___ Data for the task ___

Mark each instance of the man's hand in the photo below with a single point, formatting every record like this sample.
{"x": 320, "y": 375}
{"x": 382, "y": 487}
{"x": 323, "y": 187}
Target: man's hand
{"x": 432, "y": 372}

___

* _Set problem_:
Reproduce every one of the records above word for word.

* _Full answer_:
Mark each instance of the man's hand in the photo below with a single point, formatting every record like this sample.
{"x": 320, "y": 375}
{"x": 382, "y": 487}
{"x": 323, "y": 187}
Target: man's hand
{"x": 432, "y": 372}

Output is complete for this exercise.